Prompt: From the first line to the last, restate the data word for word.

Record set:
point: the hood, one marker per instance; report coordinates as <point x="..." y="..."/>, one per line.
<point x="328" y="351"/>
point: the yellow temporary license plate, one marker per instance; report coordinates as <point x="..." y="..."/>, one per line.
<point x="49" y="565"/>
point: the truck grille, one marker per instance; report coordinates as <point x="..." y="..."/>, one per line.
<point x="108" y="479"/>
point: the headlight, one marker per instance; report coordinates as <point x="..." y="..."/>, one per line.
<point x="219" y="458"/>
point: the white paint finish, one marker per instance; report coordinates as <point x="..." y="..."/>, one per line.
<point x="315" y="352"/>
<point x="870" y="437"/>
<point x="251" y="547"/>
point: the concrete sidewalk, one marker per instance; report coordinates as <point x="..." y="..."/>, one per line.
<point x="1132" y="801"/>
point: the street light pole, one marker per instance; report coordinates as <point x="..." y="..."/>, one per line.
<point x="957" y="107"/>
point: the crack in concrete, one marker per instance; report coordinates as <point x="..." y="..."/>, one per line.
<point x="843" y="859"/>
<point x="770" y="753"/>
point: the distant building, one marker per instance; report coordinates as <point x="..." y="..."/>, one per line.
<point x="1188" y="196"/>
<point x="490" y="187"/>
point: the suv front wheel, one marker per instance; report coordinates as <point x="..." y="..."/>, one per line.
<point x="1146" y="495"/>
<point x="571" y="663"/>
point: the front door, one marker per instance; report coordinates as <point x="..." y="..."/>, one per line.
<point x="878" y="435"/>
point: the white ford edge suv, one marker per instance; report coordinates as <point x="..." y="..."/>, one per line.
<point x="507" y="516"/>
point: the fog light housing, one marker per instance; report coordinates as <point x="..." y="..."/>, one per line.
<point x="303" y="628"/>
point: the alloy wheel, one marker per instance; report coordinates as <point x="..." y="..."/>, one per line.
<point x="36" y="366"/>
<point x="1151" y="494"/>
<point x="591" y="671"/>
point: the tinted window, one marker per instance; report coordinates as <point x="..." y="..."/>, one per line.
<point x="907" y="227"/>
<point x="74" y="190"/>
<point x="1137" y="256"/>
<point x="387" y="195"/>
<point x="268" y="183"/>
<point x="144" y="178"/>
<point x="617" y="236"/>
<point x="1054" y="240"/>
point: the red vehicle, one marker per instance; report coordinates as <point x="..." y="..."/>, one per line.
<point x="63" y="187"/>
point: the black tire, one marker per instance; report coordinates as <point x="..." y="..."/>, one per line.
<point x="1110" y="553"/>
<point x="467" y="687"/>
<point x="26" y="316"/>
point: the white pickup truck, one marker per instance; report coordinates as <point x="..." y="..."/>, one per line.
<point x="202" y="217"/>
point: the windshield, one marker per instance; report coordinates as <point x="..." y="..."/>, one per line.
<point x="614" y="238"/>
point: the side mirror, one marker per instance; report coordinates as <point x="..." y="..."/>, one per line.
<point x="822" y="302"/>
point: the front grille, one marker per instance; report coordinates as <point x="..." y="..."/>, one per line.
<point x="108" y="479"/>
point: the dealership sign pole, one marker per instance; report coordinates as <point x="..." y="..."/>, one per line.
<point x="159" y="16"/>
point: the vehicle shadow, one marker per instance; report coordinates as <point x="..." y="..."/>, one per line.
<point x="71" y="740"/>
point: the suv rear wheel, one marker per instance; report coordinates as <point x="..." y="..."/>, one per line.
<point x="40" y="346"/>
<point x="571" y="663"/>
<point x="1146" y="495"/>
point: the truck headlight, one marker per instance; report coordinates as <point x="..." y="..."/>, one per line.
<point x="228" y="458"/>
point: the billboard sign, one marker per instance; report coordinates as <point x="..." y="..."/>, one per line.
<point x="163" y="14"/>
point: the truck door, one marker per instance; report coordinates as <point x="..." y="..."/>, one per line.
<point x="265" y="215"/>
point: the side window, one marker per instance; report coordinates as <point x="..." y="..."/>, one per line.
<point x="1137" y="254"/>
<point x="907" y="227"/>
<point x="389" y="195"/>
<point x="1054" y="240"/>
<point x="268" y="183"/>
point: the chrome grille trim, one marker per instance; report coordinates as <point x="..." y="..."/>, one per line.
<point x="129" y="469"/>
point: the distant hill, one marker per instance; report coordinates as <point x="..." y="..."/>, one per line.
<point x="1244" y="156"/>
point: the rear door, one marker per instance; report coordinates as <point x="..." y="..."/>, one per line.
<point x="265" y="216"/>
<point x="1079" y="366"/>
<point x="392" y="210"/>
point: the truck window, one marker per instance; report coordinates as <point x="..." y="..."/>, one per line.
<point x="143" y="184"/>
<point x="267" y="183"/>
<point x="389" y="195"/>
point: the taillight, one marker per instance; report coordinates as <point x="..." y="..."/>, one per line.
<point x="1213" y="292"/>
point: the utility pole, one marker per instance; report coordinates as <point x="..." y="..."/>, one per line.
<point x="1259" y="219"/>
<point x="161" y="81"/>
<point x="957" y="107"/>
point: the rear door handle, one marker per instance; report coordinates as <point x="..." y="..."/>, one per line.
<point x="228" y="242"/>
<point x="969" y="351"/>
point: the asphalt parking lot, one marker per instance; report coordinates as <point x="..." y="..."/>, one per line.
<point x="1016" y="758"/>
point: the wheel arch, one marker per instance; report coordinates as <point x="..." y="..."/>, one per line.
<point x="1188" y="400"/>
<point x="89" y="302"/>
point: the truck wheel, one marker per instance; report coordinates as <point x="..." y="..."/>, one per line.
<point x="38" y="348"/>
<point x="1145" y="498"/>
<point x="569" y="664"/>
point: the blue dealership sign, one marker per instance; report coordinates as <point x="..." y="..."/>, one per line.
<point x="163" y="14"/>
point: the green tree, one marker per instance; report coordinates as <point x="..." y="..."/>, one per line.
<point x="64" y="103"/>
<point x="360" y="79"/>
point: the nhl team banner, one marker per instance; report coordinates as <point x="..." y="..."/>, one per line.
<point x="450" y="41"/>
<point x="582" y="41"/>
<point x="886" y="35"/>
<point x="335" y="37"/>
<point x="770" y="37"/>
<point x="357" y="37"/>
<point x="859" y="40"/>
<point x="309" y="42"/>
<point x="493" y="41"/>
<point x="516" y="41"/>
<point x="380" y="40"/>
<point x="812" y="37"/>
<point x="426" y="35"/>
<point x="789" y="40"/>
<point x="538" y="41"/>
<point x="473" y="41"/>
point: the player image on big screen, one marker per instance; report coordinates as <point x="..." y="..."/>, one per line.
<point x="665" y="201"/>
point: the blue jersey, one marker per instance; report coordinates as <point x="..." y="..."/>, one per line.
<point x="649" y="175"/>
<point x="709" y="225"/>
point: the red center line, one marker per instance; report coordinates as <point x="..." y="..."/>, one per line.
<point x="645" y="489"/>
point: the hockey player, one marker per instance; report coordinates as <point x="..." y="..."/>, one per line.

Output for this task:
point: the hood, one marker per instance; report coordinates as <point x="..." y="..."/>, one per line.
<point x="328" y="351"/>
point: the yellow temporary license plate, one marker per instance; report coordinates as <point x="..." y="..."/>, one per line.
<point x="49" y="565"/>
point: the truck grille, one marker per instance; report coordinates as <point x="..." y="..."/>, one per line.
<point x="108" y="479"/>
point: the headlight, one marker per instance; report coordinates as <point x="..." y="..."/>, one per line.
<point x="219" y="458"/>
point: the white paint finish, one marker per instance; report coordinates as <point x="..." y="..."/>, one per line.
<point x="315" y="352"/>
<point x="870" y="437"/>
<point x="251" y="547"/>
point: the concrete sidewalk, one marker per instance; report coordinates as <point x="..." y="..."/>, one per line.
<point x="1132" y="801"/>
point: the street light pole, one marker per instance; report coordinates as <point x="..." y="..."/>, one per line.
<point x="957" y="107"/>
point: the crack in concrete, one marker per instance; report coordinates as <point x="..." y="..."/>, one per line.
<point x="843" y="859"/>
<point x="770" y="753"/>
point: the distant building, one marker per instance; report coordinates as <point x="..." y="..."/>, one per line.
<point x="1188" y="196"/>
<point x="490" y="187"/>
point: the suv front wheel, one marker per instance; report coordinates as <point x="..." y="..."/>, one per line.
<point x="1146" y="495"/>
<point x="571" y="663"/>
point: the front door, one marker per instance; report coordinates as <point x="..." y="..."/>, one per line.
<point x="878" y="435"/>
point: the white ford edge suv, one marker per instance; report coordinates as <point x="..." y="..."/>, one per line.
<point x="507" y="516"/>
point: the fog light housing, one marker per instance; report coordinates as <point x="..." y="..."/>, one per line.
<point x="303" y="628"/>
point: the alloy wheel, one marker per instance; report coordinates as <point x="..." y="..."/>, one per line.
<point x="36" y="366"/>
<point x="1151" y="494"/>
<point x="591" y="671"/>
point: the tinted window, one marker per instance; report coordinates as <point x="..." y="..."/>, one per line.
<point x="907" y="227"/>
<point x="74" y="190"/>
<point x="1137" y="256"/>
<point x="387" y="195"/>
<point x="268" y="183"/>
<point x="144" y="178"/>
<point x="617" y="236"/>
<point x="1054" y="240"/>
point: the red vehicle, one marker per instance; report coordinates as <point x="..." y="..."/>, one per line.
<point x="63" y="187"/>
point: the black tire, one marker per instance; report coordinates as <point x="..." y="..."/>, one per line.
<point x="1110" y="553"/>
<point x="467" y="687"/>
<point x="26" y="316"/>
point: the white pickup truck, one marker per instance; report coordinates as <point x="..." y="..."/>, one per line.
<point x="202" y="217"/>
point: the windshield, one marker per instance; report coordinates as <point x="..." y="..."/>, one per line.
<point x="614" y="238"/>
point: the side mirror, one marker per instance; report coordinates as <point x="..." y="..."/>, one per line.
<point x="822" y="302"/>
point: the front grille, one marker per instance; report coordinates as <point x="..." y="..."/>, one per line.
<point x="108" y="479"/>
point: the dealership sign pole, one marker per instance; report coordinates as <point x="..." y="..."/>, one per line.
<point x="159" y="16"/>
point: the vehicle shadow, one marker per instance; report coordinates as <point x="..." y="..."/>, one per line.
<point x="71" y="740"/>
point: the suv rear wheel, one marker per instance; report coordinates as <point x="..." y="..."/>, one per line.
<point x="40" y="346"/>
<point x="571" y="663"/>
<point x="1146" y="495"/>
point: the truck headlight, one marker per instance; report coordinates as <point x="..." y="..."/>, one per line.
<point x="228" y="458"/>
point: the billboard sign, one marker per instance; report coordinates as <point x="..." y="..."/>, one per line.
<point x="163" y="14"/>
point: the truck door, one marker per instance; report coordinates as <point x="..." y="..."/>, one per line.
<point x="265" y="215"/>
point: the side window, one marker per instance; report coordinates as <point x="..." y="..."/>, one per line.
<point x="1137" y="254"/>
<point x="907" y="227"/>
<point x="389" y="195"/>
<point x="1054" y="240"/>
<point x="268" y="183"/>
point: the chrome grille trim, one marker per instance; report coordinates as <point x="..." y="..."/>, one per line.
<point x="129" y="469"/>
point: the distant hill, one marker per instance; report coordinates as <point x="..." y="..."/>, one per line.
<point x="1244" y="156"/>
point: the rear door, one marker per instance; report coordinates as <point x="..." y="..."/>, one per line.
<point x="265" y="216"/>
<point x="1079" y="366"/>
<point x="392" y="210"/>
point: the truck window, one marker per instance; report coordinates as <point x="..." y="..."/>, one per line.
<point x="143" y="184"/>
<point x="267" y="183"/>
<point x="389" y="195"/>
point: the taillight, one marker per instance; report coordinates as <point x="..." y="..."/>, one per line.
<point x="1213" y="292"/>
point: the utility pole, one marker per instance; report coordinates as <point x="..." y="..."/>, one per line.
<point x="1259" y="219"/>
<point x="161" y="81"/>
<point x="957" y="107"/>
point: the rear door handle, one marker per instance; report coordinates as <point x="..." y="..."/>, one per line.
<point x="228" y="242"/>
<point x="969" y="351"/>
point: the asphalt parking lot, one marker per instance; report coordinates as <point x="..." y="..."/>, one per line.
<point x="1016" y="758"/>
point: the wheel arch, one marker per instance; report coordinates as <point x="..." y="..."/>, one per line.
<point x="1188" y="400"/>
<point x="89" y="302"/>
point: the truck wheel, one marker per instance; report coordinates as <point x="..." y="..."/>, one per line.
<point x="38" y="348"/>
<point x="1145" y="498"/>
<point x="569" y="664"/>
point: the blue dealership sign, one marker per instance; report coordinates as <point x="..." y="..."/>, one per line.
<point x="163" y="14"/>
point: the green tree, one marker per instance; report coordinates as <point x="..." y="..."/>, one per line.
<point x="64" y="103"/>
<point x="360" y="79"/>
point: the nhl team banner, one marker per instance; report coordinates as <point x="..." y="..."/>, one per line.
<point x="450" y="41"/>
<point x="582" y="41"/>
<point x="886" y="35"/>
<point x="335" y="37"/>
<point x="770" y="37"/>
<point x="357" y="37"/>
<point x="859" y="40"/>
<point x="309" y="42"/>
<point x="493" y="41"/>
<point x="516" y="41"/>
<point x="380" y="40"/>
<point x="812" y="37"/>
<point x="426" y="35"/>
<point x="789" y="40"/>
<point x="538" y="41"/>
<point x="473" y="41"/>
point: the player image on big screen, one marker per instance; report coordinates as <point x="..." y="..."/>, one per line.
<point x="665" y="201"/>
point: the blue jersey, one marker per instance; report coordinates as <point x="..." y="..."/>, one per line.
<point x="649" y="175"/>
<point x="709" y="225"/>
point: the red center line, one marker per instance; report coordinates as <point x="..." y="..."/>, one per line.
<point x="645" y="489"/>
point: the hockey player, one marker per instance; report coordinates as <point x="..." y="..."/>, one per line.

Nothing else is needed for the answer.